READING PASSAGE:
What the Heck is Durable Execution?
Context
Let’s imagine that you have a following process:

- Some hook comes to you like Order Placed
- You gather data from some resources
- You do some actions based on received data
- You publish some results / apply changes to outside world
There is an astonishing amount of potential problems in scenario like one above:
- Machine failure at any place of whole process
- Getting details involves communication over network with other services - timeouts, missing data or just casual 5xx because of random reasons
- There may be some edge case not handled by implementation and some failure happens (like exception in JVM)
- If retries incorrectly implemented - things like notification sent twice or mechant charged twice
- Data may be lost and after some step the process is not being continued
- …


In this blog post I’ll write about two solutions for this problem that I’ve encountered:
- Custom made with the queue and tasks - the one I’ve seen applied with success on a big scale
- Temporal.io - the one that I think would save me a lot of headaches if I knew it earlier :)

DATA LISTING:

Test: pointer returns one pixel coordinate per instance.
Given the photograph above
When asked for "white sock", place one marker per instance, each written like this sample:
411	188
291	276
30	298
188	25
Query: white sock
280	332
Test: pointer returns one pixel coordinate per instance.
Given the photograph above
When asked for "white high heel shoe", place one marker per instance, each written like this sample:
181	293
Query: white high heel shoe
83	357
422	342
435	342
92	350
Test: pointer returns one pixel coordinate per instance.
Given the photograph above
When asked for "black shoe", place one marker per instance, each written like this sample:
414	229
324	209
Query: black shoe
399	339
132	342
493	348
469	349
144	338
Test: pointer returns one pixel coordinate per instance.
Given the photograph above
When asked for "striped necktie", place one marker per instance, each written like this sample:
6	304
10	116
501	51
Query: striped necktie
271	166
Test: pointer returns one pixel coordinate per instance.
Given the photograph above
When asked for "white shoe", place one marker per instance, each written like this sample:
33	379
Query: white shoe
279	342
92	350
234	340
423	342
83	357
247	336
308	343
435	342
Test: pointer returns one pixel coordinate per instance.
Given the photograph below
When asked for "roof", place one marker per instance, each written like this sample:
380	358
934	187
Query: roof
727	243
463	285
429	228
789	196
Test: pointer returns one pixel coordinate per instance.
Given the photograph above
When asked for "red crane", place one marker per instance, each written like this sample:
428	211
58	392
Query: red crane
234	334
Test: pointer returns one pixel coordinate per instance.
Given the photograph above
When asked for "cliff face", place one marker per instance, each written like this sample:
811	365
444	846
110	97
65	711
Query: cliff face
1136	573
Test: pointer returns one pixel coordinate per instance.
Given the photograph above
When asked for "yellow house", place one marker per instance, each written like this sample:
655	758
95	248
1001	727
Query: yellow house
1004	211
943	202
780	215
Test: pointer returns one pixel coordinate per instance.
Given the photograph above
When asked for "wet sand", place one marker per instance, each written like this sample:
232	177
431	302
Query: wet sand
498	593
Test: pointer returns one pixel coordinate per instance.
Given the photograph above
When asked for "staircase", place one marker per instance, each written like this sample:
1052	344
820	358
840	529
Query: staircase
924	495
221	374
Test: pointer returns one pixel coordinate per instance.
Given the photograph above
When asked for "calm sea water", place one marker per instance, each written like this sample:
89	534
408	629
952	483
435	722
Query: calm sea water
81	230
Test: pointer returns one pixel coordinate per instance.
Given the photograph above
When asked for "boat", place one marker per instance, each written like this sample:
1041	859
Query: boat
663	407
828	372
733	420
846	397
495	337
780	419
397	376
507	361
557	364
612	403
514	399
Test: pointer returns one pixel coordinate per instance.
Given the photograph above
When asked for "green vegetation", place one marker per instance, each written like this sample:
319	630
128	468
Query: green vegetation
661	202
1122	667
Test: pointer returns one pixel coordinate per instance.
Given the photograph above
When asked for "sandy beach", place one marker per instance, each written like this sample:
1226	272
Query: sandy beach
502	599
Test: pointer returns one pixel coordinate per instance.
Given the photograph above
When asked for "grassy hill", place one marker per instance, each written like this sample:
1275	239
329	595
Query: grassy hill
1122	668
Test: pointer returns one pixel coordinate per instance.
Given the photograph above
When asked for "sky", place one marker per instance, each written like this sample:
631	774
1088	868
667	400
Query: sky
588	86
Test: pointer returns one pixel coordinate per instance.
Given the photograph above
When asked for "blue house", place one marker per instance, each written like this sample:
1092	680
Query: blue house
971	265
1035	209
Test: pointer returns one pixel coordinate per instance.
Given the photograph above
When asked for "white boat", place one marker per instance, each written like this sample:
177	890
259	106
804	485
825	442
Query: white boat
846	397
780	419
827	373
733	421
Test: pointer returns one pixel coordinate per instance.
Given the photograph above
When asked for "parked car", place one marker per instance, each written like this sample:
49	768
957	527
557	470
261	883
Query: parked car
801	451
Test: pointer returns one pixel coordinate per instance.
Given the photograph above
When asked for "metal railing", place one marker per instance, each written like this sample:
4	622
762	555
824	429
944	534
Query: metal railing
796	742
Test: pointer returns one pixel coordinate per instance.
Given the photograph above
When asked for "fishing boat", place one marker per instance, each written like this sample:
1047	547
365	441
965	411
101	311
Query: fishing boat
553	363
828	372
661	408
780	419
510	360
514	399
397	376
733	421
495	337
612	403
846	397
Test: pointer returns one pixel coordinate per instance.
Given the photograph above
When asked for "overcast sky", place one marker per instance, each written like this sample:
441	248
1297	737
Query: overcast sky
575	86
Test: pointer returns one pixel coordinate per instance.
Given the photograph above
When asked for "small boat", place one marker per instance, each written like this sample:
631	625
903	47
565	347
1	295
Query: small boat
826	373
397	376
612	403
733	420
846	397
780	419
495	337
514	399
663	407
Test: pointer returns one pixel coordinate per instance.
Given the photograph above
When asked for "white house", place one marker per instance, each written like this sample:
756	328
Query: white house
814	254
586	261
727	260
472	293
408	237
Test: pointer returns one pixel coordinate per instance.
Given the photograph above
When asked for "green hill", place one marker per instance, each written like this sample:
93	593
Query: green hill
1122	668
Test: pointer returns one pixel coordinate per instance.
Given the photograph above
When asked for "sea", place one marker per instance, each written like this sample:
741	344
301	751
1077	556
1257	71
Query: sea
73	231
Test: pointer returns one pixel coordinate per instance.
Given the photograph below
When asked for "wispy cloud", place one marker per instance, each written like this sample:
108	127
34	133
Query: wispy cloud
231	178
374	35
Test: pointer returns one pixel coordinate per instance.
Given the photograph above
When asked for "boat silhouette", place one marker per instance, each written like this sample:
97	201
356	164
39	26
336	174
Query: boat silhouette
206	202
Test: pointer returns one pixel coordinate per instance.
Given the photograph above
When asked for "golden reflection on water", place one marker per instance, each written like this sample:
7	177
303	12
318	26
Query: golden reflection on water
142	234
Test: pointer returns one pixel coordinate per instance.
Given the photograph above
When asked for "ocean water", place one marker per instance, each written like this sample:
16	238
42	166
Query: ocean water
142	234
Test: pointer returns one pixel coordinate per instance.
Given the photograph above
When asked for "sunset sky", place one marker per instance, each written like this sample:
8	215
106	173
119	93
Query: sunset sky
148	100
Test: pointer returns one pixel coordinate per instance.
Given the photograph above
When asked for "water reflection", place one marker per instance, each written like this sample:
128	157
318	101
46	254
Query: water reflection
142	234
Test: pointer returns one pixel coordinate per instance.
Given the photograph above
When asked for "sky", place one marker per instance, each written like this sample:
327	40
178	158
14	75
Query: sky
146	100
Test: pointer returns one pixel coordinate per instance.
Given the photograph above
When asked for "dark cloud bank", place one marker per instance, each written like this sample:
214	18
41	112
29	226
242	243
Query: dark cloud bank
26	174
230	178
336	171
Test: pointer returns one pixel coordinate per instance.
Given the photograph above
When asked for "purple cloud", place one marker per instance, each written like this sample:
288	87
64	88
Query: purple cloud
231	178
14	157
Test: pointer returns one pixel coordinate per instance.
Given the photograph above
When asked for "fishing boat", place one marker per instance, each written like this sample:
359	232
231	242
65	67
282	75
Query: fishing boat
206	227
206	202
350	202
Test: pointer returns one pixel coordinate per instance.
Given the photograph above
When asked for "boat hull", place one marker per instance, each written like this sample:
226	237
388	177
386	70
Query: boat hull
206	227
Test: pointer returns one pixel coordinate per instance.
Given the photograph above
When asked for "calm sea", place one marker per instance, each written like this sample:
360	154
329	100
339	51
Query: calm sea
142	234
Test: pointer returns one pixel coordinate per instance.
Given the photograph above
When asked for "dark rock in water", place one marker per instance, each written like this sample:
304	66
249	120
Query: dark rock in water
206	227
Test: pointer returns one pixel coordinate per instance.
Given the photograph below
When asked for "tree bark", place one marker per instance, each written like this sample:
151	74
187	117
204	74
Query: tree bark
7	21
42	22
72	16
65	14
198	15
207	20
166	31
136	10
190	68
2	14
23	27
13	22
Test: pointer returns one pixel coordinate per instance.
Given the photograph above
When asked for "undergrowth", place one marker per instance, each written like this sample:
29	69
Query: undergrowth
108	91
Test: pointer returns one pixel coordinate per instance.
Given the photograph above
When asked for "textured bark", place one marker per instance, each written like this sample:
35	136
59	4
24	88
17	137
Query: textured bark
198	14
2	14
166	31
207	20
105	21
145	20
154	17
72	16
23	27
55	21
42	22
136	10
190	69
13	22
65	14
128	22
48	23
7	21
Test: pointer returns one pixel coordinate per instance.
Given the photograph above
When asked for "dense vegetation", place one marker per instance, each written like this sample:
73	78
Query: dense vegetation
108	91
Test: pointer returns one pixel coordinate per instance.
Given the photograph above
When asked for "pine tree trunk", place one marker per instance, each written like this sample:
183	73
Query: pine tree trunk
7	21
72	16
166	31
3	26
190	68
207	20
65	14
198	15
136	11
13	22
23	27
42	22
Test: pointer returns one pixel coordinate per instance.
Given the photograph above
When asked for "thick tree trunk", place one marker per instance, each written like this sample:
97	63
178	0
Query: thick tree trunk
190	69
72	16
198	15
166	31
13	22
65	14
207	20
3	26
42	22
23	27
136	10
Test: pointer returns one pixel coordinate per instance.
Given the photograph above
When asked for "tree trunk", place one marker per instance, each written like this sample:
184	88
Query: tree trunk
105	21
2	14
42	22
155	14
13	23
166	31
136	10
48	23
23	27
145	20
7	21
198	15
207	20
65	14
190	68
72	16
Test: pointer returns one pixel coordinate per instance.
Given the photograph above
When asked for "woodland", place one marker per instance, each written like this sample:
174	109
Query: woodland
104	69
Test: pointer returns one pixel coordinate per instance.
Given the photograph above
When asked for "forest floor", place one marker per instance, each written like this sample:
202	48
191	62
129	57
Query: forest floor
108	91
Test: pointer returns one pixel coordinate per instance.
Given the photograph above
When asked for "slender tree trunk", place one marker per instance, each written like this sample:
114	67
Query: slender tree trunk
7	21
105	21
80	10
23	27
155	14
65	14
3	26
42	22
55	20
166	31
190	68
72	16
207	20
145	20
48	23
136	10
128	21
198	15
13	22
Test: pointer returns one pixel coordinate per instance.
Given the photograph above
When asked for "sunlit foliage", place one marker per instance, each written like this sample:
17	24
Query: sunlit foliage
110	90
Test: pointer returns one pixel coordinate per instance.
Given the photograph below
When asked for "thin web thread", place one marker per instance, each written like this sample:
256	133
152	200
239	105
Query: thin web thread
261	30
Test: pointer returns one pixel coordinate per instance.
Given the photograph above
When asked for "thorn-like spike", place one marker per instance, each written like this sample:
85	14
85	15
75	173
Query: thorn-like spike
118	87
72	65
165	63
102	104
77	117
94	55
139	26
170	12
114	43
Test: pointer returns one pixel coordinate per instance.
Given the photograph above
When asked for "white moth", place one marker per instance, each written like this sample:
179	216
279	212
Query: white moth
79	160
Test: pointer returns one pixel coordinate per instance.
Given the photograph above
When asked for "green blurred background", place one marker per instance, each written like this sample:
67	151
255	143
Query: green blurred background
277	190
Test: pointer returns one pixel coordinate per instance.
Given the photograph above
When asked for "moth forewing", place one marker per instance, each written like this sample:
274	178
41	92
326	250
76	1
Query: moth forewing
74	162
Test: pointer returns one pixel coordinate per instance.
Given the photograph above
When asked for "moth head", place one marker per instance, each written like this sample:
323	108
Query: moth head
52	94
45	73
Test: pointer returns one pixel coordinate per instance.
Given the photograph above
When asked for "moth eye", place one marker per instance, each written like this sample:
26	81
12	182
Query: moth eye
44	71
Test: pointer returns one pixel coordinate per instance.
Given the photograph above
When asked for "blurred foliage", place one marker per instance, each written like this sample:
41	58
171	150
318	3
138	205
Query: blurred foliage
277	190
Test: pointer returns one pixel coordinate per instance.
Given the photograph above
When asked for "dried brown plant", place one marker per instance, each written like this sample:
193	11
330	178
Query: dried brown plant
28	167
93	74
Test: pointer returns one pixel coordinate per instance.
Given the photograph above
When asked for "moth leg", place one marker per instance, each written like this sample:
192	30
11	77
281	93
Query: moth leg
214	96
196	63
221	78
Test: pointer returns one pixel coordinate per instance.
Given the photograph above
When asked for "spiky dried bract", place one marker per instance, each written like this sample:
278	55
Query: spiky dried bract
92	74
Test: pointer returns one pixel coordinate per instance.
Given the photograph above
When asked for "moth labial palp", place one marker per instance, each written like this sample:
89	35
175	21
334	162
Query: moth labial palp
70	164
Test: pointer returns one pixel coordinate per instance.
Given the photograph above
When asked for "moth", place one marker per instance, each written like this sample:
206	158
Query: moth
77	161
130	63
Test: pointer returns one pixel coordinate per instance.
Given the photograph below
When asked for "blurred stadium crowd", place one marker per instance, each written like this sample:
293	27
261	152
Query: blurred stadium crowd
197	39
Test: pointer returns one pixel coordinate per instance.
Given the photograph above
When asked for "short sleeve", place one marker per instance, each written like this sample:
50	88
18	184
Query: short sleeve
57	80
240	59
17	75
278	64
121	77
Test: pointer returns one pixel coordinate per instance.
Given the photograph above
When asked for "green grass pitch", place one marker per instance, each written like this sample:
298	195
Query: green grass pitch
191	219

WHAT IS ASKED:
**1.** In the blog post on durable execution, do these statements agree with the text? (a) The author covers two solutions. (b) The custom-made solution is built with a queue and tasks. (c) The author has never seen the custom-made solution work at scale. Answer yes or no for each and quote the words that decide it.
**2.** What are all the steps of the imagined process in the blog post on durable execution?
**3.** In the blog post on durable execution, which solution does the author think would have saved a lot of headaches if known earlier?

IN RESPONSE:
**1.**
(a) Yes: "two solutions for this problem that I’ve encountered"
(b) Yes: "Custom made with the queue and tasks"
(c) No: "the one I’ve seen applied with success on a big scale"

**2.**
- Some hook comes to you like Order Placed
- You gather data from some resources
- You do some actions based on received data
- You publish some results / apply changes to outside world

**3.** Temporal.io